Which lines in the material below contain the word "teeth"? Pull out every such line.

---------- Records for the task ----------

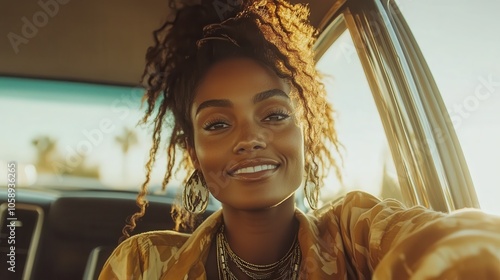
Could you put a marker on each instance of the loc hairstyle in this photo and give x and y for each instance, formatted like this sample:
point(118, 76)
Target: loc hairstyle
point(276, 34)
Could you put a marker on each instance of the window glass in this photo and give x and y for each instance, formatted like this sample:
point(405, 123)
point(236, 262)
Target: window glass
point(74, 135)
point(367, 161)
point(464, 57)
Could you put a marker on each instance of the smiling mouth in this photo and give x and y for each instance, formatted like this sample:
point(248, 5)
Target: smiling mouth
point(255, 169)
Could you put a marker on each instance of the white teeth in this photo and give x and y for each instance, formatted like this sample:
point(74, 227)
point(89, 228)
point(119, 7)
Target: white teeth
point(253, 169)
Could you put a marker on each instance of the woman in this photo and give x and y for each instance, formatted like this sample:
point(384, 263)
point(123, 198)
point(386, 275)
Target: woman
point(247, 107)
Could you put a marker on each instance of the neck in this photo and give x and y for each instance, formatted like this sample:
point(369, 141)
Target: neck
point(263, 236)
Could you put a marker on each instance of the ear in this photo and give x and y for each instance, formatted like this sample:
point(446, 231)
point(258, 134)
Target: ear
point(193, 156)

----------
---------- Records for the task ----------

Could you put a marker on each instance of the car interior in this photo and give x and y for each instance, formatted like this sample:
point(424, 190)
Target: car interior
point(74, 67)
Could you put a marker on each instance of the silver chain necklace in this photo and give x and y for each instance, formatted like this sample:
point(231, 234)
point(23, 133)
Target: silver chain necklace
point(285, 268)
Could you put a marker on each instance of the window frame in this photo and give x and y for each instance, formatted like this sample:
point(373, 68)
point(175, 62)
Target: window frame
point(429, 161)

----------
---------- Records for the task ----------

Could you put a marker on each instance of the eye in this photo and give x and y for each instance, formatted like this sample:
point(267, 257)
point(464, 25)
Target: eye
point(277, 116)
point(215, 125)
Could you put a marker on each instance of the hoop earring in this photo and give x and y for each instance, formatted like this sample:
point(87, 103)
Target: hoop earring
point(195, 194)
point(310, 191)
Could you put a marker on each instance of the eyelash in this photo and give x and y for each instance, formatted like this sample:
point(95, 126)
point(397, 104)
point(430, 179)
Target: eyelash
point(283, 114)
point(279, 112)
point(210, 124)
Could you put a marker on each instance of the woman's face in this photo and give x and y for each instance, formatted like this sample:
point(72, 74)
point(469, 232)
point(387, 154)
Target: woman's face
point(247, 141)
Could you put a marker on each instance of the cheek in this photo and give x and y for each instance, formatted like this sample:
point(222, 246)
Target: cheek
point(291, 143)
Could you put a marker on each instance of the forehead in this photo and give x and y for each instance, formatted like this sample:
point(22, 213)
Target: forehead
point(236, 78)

----------

> [Answer to the task]
Could you put a marker on each instance of the white teeth in this photo and give x and y for each instance, formatted like this sample:
Target: white teeth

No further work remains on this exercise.